--- THE DATA ---
>>>
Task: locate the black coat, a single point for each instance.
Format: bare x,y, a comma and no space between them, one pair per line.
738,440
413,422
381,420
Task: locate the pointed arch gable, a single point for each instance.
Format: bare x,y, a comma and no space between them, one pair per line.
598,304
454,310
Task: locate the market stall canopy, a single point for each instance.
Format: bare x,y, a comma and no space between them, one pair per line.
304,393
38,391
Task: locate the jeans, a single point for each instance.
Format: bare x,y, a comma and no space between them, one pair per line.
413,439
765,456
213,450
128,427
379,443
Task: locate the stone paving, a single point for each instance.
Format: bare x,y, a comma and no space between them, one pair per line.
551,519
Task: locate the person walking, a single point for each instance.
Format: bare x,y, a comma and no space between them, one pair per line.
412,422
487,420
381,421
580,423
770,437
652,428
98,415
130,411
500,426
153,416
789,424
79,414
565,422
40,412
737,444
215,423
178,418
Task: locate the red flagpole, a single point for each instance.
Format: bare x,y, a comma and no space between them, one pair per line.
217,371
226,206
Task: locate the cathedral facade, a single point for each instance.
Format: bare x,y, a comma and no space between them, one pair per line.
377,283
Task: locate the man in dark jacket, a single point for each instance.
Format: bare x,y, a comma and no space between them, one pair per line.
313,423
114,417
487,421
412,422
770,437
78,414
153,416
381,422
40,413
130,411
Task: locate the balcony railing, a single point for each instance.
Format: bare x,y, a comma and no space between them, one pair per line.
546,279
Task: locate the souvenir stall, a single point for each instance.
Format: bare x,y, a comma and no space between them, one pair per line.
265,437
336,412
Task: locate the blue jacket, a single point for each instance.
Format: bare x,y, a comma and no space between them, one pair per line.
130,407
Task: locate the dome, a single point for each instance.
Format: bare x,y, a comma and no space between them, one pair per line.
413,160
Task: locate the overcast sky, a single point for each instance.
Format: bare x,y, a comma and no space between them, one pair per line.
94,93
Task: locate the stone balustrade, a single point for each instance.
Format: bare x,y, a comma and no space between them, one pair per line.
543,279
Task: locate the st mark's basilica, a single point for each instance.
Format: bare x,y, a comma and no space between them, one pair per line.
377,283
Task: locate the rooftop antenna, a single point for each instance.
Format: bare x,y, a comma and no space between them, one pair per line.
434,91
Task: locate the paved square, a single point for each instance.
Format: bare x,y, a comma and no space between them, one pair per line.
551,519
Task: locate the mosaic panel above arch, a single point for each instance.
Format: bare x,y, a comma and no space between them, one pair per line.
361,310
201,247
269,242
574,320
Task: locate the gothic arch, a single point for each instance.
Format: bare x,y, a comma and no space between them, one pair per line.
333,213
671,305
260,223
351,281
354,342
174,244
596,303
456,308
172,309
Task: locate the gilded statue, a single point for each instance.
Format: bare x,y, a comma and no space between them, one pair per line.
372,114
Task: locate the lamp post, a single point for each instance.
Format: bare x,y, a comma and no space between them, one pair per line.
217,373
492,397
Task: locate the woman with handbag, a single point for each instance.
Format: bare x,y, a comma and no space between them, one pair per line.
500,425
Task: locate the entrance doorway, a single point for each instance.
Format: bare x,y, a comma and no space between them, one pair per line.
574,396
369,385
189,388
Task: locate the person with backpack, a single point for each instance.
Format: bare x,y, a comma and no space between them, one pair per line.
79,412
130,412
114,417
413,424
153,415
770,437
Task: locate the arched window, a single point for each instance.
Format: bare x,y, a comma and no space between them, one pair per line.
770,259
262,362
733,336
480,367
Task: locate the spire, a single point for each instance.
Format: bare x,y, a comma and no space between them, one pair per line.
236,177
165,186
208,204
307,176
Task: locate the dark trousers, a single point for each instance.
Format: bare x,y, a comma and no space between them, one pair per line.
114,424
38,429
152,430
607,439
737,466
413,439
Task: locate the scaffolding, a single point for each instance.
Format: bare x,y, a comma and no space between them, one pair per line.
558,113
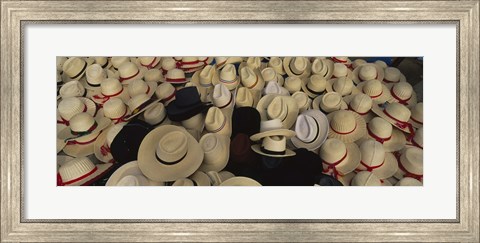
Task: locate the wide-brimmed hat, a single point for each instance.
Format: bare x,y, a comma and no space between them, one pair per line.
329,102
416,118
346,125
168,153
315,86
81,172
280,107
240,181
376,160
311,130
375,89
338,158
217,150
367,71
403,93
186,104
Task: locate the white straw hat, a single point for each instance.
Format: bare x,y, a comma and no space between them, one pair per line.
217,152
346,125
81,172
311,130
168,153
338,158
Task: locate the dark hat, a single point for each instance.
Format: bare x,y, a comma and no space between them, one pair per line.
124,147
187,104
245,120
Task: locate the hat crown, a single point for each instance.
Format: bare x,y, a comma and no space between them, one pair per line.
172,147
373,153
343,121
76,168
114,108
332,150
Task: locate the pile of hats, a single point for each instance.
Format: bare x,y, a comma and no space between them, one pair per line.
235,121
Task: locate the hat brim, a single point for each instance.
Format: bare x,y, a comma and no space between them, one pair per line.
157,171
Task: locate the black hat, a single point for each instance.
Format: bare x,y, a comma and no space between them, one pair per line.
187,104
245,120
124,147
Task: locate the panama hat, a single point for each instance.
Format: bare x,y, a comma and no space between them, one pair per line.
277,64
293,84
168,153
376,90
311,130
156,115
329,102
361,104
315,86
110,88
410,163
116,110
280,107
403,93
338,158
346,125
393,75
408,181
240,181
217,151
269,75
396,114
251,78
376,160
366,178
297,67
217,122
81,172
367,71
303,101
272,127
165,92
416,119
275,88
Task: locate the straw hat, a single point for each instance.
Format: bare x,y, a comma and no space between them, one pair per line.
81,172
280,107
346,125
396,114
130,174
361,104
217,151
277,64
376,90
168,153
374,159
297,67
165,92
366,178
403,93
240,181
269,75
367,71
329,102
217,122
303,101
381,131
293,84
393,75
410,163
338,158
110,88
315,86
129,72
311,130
<<<
>>>
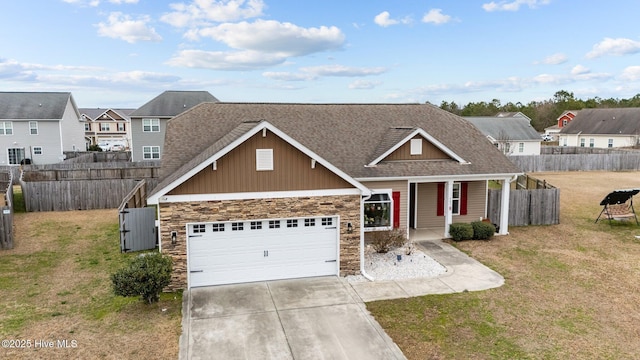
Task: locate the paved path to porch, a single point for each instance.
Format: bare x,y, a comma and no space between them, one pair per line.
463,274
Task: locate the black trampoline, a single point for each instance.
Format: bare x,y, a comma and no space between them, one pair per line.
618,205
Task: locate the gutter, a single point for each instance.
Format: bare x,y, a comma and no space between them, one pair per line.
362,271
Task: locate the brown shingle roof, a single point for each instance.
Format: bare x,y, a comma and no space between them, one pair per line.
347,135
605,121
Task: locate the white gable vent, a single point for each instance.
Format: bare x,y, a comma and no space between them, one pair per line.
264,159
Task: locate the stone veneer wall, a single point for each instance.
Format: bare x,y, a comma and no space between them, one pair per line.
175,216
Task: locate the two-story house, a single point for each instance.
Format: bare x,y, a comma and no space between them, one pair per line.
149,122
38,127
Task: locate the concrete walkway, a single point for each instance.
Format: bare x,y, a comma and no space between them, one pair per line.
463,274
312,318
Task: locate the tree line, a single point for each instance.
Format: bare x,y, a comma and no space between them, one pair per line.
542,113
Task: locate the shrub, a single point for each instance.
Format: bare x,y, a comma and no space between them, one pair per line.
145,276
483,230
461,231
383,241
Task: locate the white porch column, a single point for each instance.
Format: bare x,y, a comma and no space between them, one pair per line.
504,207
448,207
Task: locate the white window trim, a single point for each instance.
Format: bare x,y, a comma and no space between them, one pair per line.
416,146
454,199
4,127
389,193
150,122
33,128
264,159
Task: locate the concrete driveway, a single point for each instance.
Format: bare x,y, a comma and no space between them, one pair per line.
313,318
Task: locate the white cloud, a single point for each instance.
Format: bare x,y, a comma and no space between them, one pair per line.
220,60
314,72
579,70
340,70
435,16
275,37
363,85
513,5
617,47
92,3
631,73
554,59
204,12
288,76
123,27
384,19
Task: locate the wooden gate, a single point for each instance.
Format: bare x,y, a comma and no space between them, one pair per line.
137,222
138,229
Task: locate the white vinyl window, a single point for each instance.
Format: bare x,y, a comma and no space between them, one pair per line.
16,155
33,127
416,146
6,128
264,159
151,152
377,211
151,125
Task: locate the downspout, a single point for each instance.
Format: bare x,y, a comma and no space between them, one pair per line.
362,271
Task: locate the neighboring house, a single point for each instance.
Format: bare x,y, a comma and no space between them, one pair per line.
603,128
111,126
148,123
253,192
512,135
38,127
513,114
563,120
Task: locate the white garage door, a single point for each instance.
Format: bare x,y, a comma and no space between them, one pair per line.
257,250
<<<
>>>
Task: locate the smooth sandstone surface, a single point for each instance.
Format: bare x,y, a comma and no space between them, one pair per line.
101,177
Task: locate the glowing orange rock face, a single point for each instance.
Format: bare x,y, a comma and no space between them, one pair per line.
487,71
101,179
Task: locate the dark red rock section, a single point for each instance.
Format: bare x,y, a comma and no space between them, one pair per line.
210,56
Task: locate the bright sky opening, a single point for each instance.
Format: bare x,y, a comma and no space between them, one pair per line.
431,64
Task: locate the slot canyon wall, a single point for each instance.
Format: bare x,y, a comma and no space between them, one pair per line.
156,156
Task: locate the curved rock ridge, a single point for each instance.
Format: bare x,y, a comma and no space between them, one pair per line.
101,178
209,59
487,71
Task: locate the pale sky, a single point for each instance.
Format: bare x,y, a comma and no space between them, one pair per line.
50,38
<<<
--- PROBLEM STATEMENT ---
Of the entries above, repeat exactly the lines from the line with "Task: locate the black coat, a" through the line with "Task: locate the balcony", both of them included.

--- SOLUTION FOR THIS EXERCISE ---
Task: locate the black coat, a single point for each instance.
Format: bare x,y, a comma and no space between them, one pair per line.
738,440
413,422
381,420
Task: locate the pointed arch gable, a single point for each instance.
Format: bare x,y, a comma and no space between them, one pair per line.
598,304
454,310
Task: locate the market stall canopy, a single point for each instance.
Format: bare x,y, a comma and no space between them, one pair per line.
304,393
38,391
Task: locate the jeans, a single point for each instance.
Format: bare x,y, a comma and no space between them, one pair per line.
413,439
765,456
213,450
128,427
379,443
Task: locate the stone paving, a single point for each instance.
Format: bare x,y, a comma and no space between them, one pair per line.
551,519
Task: locate the person walking, a single point for each instance.
Format: bare x,y, a comma and no space between them, one pair per line.
412,422
487,420
381,421
580,423
770,437
652,428
98,415
130,411
500,426
153,416
789,424
79,414
565,422
40,412
737,444
215,423
178,418
Task: locate the red flagpole, a single point for each instance.
Format: bare x,y, a comma and no space between them, one pair per line.
217,371
226,206
Task: locate the cathedral facade, a single point for each instance.
Format: bare x,y, a comma and no space between them, one pair per line.
377,283
Task: locate the man in dark jacket, a single point for each instance.
Format: bare x,y, a comma and no space between them, one pair per line.
313,423
114,417
487,421
412,422
770,437
78,414
153,416
381,422
40,413
130,411
Task: locate the balcony railing, a single point for each instance.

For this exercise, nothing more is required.